_What to work on_
**a)** Translate this sentence from the drug-price ad announcement into Spanish: "Ads launch today in Georgia, Iowa, Minnesota, Montana, and Virginia and accompany a seven-figure national ad and grassroots campaign to push candidates on plans to lower drug prices."
**b)** For each statement, decide whether the drug-price ad announcement agrees with it. Answer yes or no and quote the deciding words. (i) David Mitchell is a cancer patient. (ii) The survey it cites polled 10,000 likely voters. (iii) The people shown in the ads are actors.

-- Study text follows --

Patients For Affordable Drugs Action Announces First Round of State Ads to Elect Candidates Who Will Fight To Lower Drug Prices

WASHINGTON, D.C. — Patients For Affordable Drugs Action announced its first round of state digital ads featuring real patients telling their stories and calling on voters to support candidates who will stand up to Big Pharma and fight to lower prescription drug prices. Ads launch today in Georgia, Iowa, Minnesota, Montana, and Virginia and accompany a seven-figure national ad and grassroots campaign to push candidates on plans to lower drug prices.
 
“This is all part of a coordinated effort to mobilize voters who are fed up with high drug prices and who want to elect candidates who will enact reforms to rein in greedy drug corporations,” said David Mitchell, a cancer patient and the president of Patients For Affordable Drugs Action. “These are not actors. They’re real people forced to choose between groceries and filling vital prescriptions. This issue is top-of-mind for the public. Americans will vote based on candidates’ records and stated plans for drug pricing relief.”
 
According to a survey of 1,000 likely voters conducted well into the COVID-19 pandemic, 7 out of 10 voters say a candidate's position on prescription drug prices will be an important factor in their vote.

-- Study text concluded --
-- Provided material follows --

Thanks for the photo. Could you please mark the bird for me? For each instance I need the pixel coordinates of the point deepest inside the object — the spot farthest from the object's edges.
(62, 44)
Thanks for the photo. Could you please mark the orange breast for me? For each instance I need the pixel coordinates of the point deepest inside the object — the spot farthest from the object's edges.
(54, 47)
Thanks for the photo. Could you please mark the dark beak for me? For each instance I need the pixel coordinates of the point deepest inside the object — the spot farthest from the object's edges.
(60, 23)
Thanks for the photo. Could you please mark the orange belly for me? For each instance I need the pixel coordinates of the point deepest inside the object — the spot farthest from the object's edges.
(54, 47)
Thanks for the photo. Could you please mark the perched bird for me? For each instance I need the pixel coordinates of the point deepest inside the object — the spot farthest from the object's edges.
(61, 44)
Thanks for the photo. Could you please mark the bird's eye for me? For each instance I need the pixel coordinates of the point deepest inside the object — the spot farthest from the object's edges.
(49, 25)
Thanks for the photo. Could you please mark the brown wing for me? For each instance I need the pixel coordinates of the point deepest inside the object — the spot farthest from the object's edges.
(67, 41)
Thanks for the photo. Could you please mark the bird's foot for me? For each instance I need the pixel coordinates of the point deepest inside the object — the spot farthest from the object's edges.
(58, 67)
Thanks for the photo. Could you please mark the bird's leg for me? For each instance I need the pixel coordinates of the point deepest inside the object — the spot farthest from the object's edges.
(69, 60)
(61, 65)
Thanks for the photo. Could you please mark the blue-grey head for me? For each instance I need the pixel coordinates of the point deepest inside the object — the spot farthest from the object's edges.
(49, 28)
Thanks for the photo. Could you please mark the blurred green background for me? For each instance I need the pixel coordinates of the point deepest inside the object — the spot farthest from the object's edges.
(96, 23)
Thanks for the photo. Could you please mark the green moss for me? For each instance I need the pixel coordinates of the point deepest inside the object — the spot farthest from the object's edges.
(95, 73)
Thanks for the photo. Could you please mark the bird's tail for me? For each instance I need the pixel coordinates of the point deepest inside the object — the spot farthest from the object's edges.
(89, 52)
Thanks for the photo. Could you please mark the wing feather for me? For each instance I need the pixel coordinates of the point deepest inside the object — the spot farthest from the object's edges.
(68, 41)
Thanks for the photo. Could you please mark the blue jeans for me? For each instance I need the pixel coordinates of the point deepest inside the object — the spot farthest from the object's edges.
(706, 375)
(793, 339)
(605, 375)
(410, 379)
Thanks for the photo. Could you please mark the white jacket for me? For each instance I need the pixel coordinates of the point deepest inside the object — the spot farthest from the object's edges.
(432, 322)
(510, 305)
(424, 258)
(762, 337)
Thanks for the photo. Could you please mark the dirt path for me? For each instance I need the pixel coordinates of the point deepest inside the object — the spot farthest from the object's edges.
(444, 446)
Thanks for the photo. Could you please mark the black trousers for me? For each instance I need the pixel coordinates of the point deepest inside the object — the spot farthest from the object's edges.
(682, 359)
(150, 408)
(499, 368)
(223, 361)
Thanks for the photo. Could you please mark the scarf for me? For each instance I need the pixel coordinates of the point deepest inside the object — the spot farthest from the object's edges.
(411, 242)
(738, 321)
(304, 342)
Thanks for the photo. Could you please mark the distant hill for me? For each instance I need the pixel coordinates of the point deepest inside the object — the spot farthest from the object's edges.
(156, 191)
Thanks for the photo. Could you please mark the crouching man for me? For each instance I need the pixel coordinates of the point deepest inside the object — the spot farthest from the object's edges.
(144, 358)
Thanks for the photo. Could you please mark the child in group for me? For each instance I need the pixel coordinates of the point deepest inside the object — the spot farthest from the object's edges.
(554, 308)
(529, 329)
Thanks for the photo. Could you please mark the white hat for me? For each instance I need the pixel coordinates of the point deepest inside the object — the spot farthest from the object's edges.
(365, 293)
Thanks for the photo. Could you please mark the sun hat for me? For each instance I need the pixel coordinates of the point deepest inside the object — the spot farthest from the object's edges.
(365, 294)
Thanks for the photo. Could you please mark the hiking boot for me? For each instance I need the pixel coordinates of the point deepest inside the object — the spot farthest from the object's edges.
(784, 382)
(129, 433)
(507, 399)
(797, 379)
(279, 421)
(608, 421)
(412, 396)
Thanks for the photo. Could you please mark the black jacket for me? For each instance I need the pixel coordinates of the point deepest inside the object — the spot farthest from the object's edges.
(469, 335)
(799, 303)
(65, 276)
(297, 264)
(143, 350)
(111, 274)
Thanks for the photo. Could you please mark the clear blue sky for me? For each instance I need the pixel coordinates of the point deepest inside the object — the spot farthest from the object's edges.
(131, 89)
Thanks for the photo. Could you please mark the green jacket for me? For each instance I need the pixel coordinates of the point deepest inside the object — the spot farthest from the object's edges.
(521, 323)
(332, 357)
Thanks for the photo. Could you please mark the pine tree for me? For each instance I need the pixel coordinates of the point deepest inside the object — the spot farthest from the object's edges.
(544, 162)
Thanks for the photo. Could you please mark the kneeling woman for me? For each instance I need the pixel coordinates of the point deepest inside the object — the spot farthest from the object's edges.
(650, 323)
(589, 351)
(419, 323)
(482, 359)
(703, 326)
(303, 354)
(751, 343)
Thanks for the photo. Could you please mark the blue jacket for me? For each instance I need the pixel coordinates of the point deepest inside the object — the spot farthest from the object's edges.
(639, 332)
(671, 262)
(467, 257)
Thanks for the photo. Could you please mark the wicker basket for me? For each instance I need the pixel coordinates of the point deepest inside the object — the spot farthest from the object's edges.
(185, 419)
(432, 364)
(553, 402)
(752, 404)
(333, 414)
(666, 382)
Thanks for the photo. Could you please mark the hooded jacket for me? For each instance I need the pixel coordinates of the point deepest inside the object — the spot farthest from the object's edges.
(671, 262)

-- Provided material concluded --

_Task results_
**a)** Los anuncios se lanzan hoy en Georgia, Iowa, Minnesota, Montana y Virginia y acompañan una campaña nacional de anuncios y de base, de siete cifras, para presionar a los candidatos en torno a planes para reducir los precios de los medicamentos.

**b)**
(i) Yes: "David Mitchell, a cancer patient and the president of Patients For Affordable Drugs Action"
(ii) No: "a survey of 1,000 likely voters"
(iii) No: "These are not actors."